- **Objective**
Carry on the article about GLONASS satellite tracking on Vladivostok's city transport, starting right after its last sentence.

The GLONASS satellite communications system on Monday started operation on Vladivostok's municipal transport. The satellite equipment is installed in all 78 Vladivostok municipal buses, trolleybuses and trams, as well as in dozens of buses of commercial carriers. At the next stage passenger boats, ferries and more than two hundred commercial buses will also be equipped with this system.

The press service of the city administration told Itar-Tass that the data on urban transport are transmitted to the control complex, where the manager is watching routes, motion graphics, speed and fuel consumption. In addition, the satellite map shows all the bus stop zones entering which the stops' names are automatically voiced in the passenger compartment.

The next stage of modernisation of urban transport in Vladivostok will be the introduction of the electronic fare payment system. Passengers will be able to pay for travel using social or banking cards, and portable terminals will be installed in the compartments of buses, trolleybuses and trams.

GLONASS (GLObal NAvigation Satellite System) is a radio-based satellite navigation system operated for the Russian government by the Russian Space Forces. It is an alternative and complementary to the United States' Global Positioning System (GPS), the Chinese Compass navigation system, and the planned Galileo positioning system of the European Union (EU).

Development on the GLONASS began in the Soviet Union in 1976. Beginning on 12 October 1982, numerous rocket launches added satellites to the system until the constellation was completed in 1995. Following completion, the system fell into disrepair with the collapse of the Russian economy. In the early 2000s, under Vladimir Putin's presidency, the restoration of the system was made a top government priority and funding was substantially increased.

- **Information shown**
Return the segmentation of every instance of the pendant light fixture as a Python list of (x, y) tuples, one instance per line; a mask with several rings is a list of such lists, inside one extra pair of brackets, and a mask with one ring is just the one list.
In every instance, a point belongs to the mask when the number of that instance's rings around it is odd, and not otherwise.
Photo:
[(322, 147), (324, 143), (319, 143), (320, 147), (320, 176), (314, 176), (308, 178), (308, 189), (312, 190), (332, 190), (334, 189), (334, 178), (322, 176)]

- **Result below**
GLONASS is currently the most expensive program of the Russian Federal Space Agency, consuming a third of its budget in 2010. By 2010, GLONASS had achieved 100 percent coverage of Russia's territory.

As of February 2011, the constellation consists of 22 operational satellites, short of the 24 satellites needed to provide continuous global coverage, and is expected to be completed during 2011. The GLONASS satellites designs have undergone several upgrades, with the latest version being GLONASS-K.

On Saturday, the first new-generation satellite Glonass-K was successfully put into the planned orbit. The Soyuz rocket, which was launched from Plesetsk cosmodrome at 06:07 Moscow time on Saturday, with the Fregat booster at 09:39 Moscow time successfully delivered the satellite to the orbit. The Glonass-K separated as planned. Telemetric contact with the satellite is maintained.

Its onboard systems are functioning as normal, the Space Troops' spokesman Alexei Zolotukhin told Itar-Tass. The satellite will work in the 19,100-km-altitude and 64.3-degree-inclination orbit.

It is a new third-generation satellite of the GLONASS system. It differs from the previous Glonass-M generation - it is expected to work for ten years (but not 5-7 as a Glonass-M), it weighs less - 935 kilogrammes instead of 1,415 and its navigation system is more reliable with the third frequency of L-band. Besides it has equipment of the international search and rescue system COSPAS-SARTAR.

It was the first launch of a Glonass satellite from Plesetsk cosmodrome and with a Soyuz rocket (earlier all the satellites of the system were carried by Protons from Baikonur). According to the Machine-Building Central Scientific Research Institute, as of February 25, there were 26 satellites in the GLONASS orbital group. Twenty two of them are used, and four are put out of operation for technical maintenance.

For a GLONASS navigation signal to be received continuously all over Russia's territory, at least 18 working satellites are needed, and 24 on the global scale.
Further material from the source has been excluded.